Excerpt provided ::
=-=-=
On top of that, embracing our emotions is the most 2021/Gen Z quality ever. Mental health, periods, anger, pain, identity, a disgust with the world. Let it out! That’s what Twitter’s there for – which, by the way, is the new MySpace for us to post our deep/angry posts that tell the world who we are. We can choose songs to soundtrack our Instagram and TikTok posts now, like we attached songs to our MySpace profiles to send an unsubtle message that THIS is the song that encapsulates our uniqueness.
The spanner in the works, though, countering this otherwise watertight emo-revival theory, is that skinny jeans and side partings – both beloved by the emo - are officially over. Gen Z kindly passed on the memo recently. But now they’ve been banished from the mainstream surely that makes them ripe emo territory and means emos will be bringing them back any day now?
The real question is, do we want an ‘emo’ comeback? Billie Eilish makes it look cool and mysterious but I’m freaking out that we might have to start slapping on the heavy eyeliner and white powder soon. And if we’re allowed out of our bedrooms, why stay inside and slam doors? Being more open about our feelings is great. But if you’re freaking out about the rest don’t worry, because we’ve also been promised our Hot Girl Summer, which, I think we can all agree, sounds a lot more fun.
I predict a duel between the emo and the Hot Girl Summer now. And if there’s one thing to make emos run a mile it’s the thought of sun, weddings, rose and a joyous celebration that acknowledges difficult periods can come to an end. After the 15 months we’ve all had, we can’t let emo summer win.
=-=-=
Data excerpts ::
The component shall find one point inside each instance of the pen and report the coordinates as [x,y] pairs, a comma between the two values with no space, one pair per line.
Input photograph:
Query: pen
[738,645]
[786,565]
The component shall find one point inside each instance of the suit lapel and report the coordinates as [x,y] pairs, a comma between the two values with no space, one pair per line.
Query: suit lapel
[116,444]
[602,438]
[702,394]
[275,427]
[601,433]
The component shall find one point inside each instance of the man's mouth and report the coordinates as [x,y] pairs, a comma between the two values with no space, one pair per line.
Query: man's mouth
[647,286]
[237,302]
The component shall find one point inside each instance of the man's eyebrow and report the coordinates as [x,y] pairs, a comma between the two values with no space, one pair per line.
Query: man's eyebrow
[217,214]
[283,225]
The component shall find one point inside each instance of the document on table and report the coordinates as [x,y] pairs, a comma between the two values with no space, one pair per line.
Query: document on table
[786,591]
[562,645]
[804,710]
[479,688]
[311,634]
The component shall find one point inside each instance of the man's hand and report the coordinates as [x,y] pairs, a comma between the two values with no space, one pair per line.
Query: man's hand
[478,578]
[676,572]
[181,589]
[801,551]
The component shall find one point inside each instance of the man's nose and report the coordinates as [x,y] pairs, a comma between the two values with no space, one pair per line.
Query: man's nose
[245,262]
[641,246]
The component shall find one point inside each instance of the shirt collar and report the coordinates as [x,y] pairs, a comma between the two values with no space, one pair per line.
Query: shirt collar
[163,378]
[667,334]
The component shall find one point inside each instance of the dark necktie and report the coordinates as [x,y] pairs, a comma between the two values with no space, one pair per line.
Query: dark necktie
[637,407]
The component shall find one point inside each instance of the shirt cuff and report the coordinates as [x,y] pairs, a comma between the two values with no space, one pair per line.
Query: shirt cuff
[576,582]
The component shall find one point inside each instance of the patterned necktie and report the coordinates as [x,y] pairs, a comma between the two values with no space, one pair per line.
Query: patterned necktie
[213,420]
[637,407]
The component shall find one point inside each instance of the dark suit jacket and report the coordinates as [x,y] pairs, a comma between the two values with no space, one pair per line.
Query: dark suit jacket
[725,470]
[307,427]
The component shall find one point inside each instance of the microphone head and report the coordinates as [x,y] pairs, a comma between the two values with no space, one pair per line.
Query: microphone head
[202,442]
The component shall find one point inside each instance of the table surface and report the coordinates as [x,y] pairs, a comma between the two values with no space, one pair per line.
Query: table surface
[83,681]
=-=-=
Task details ::
Using the piece on an emo comeback, answer briefly:
(a) Which platform does it call the new MySpace?
(b) Which two things loved by emos does it say are officially over?
(c) How many months does the writer say we've all had?

Exercise result ::
(a) Twitter
(b) Skinny jeans and side partings
(c) 15